=== SUPPLIED DATA ===

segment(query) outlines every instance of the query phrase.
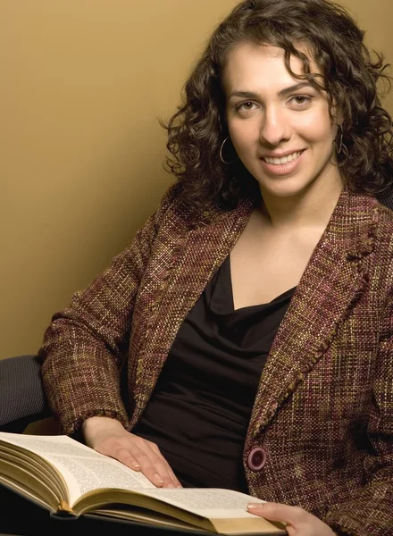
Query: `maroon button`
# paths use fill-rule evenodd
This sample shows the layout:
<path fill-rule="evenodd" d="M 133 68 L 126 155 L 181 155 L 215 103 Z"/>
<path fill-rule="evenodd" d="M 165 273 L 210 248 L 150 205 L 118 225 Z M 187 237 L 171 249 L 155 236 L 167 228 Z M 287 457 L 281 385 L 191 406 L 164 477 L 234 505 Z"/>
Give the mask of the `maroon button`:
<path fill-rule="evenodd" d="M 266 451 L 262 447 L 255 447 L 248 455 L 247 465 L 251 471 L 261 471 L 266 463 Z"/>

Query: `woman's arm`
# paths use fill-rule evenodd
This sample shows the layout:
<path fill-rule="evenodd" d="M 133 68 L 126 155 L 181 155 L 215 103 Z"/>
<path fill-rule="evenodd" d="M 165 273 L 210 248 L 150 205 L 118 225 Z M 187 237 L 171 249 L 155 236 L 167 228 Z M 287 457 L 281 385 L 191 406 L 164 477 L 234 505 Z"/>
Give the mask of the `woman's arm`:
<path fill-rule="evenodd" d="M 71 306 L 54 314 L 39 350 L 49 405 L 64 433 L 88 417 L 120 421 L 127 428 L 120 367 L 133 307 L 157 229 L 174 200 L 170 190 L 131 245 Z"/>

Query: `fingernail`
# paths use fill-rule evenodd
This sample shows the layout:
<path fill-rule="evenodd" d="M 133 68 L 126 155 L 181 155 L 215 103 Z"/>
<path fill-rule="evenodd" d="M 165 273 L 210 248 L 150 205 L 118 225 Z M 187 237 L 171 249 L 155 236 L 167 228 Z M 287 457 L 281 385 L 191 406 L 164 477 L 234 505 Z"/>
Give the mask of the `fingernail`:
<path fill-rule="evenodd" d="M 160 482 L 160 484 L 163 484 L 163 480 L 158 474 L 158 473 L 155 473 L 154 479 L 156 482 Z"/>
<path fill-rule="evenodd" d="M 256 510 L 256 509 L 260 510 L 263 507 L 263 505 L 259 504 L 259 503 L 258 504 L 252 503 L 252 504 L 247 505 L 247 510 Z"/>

===
=== SUPPLIED DATA ===

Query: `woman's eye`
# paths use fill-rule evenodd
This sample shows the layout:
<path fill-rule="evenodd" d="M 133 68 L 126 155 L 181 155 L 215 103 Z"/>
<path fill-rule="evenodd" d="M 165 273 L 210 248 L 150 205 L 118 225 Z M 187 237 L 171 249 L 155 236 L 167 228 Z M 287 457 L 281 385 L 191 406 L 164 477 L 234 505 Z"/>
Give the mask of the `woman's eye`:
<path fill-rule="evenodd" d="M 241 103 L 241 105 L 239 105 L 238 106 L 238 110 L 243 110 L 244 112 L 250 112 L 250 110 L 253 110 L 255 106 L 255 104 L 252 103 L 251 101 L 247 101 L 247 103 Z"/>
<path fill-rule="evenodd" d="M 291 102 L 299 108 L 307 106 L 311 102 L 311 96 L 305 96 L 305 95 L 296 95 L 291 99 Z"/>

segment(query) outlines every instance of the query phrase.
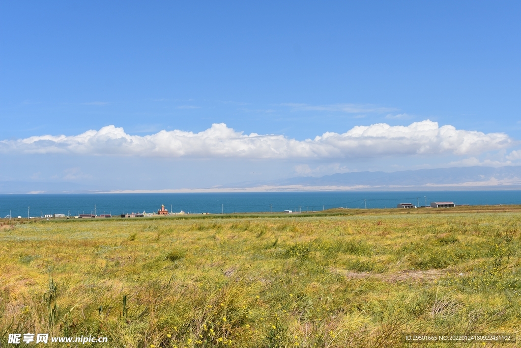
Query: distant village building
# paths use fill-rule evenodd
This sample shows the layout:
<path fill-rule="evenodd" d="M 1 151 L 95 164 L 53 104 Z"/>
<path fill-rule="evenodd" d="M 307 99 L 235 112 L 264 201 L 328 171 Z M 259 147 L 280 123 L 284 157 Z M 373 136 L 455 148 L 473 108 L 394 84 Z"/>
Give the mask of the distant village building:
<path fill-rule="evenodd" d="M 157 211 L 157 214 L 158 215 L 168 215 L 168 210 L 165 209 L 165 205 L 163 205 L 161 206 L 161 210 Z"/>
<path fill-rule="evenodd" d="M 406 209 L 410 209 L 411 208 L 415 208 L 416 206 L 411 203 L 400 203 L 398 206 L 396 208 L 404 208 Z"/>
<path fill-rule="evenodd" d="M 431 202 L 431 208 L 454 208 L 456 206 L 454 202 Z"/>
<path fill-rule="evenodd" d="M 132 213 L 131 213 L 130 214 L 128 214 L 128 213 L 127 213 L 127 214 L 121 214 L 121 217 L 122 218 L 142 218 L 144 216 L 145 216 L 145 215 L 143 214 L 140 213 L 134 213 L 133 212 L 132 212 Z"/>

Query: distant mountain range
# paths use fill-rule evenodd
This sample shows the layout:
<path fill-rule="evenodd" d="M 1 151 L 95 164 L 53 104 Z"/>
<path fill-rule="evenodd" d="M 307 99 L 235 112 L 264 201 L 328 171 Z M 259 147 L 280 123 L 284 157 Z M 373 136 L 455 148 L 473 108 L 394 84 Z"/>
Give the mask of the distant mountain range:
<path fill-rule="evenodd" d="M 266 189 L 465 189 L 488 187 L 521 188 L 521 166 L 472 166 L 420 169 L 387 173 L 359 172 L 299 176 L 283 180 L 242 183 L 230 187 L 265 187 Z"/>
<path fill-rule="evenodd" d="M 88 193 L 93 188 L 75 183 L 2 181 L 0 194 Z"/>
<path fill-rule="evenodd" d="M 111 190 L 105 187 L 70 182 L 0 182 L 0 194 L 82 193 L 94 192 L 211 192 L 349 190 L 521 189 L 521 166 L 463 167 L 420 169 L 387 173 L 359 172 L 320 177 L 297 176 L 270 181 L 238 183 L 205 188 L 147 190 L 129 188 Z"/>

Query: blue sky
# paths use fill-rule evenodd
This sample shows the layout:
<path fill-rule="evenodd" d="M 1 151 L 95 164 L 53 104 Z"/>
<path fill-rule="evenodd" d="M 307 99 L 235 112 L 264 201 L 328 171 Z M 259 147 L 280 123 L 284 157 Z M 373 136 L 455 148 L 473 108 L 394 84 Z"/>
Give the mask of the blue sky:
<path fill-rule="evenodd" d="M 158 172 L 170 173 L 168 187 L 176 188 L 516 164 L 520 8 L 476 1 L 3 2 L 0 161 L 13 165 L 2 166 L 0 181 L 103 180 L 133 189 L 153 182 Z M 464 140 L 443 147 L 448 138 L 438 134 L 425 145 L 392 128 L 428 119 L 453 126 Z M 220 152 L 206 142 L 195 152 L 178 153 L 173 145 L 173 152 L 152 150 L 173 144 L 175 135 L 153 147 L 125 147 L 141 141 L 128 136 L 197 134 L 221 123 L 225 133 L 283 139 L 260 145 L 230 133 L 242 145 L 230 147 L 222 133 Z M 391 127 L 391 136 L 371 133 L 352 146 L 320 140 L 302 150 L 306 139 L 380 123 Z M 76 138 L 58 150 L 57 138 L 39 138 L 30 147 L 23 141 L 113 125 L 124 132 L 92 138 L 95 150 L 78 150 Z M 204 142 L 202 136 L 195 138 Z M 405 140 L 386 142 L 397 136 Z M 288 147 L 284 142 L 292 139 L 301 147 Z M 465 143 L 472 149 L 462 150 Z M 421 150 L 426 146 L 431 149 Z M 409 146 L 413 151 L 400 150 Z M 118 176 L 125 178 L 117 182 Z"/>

===

Rewrite the lines from the one with "Query: distant mountain range" up to and including the one with "111 190 L 105", putting "hill ridge" wherever "mountain range" appears and leaving everything else the same.

[COMPLETE OUTPUT]
Query: distant hill ridge
# paths use fill-rule evenodd
This sample shows the layout:
<path fill-rule="evenodd" d="M 1 151 L 95 164 L 53 104 Z"/>
<path fill-rule="evenodd" d="M 307 99 L 235 112 L 264 201 L 328 171 Z M 259 147 L 280 123 L 284 157 Z M 373 136 L 455 148 L 473 108 L 394 84 Z"/>
Give the mask of the distant hill ridge:
<path fill-rule="evenodd" d="M 266 189 L 465 189 L 488 187 L 521 188 L 521 166 L 472 166 L 420 169 L 387 173 L 359 172 L 299 176 L 283 180 L 242 183 L 230 187 L 265 187 Z"/>
<path fill-rule="evenodd" d="M 88 193 L 93 188 L 75 183 L 2 181 L 0 194 Z"/>
<path fill-rule="evenodd" d="M 111 190 L 105 187 L 70 182 L 0 182 L 0 194 L 82 193 L 94 192 L 211 192 L 349 190 L 521 189 L 521 166 L 463 167 L 420 169 L 387 173 L 359 172 L 320 177 L 297 176 L 270 181 L 238 183 L 205 188 L 147 190 L 129 188 Z"/>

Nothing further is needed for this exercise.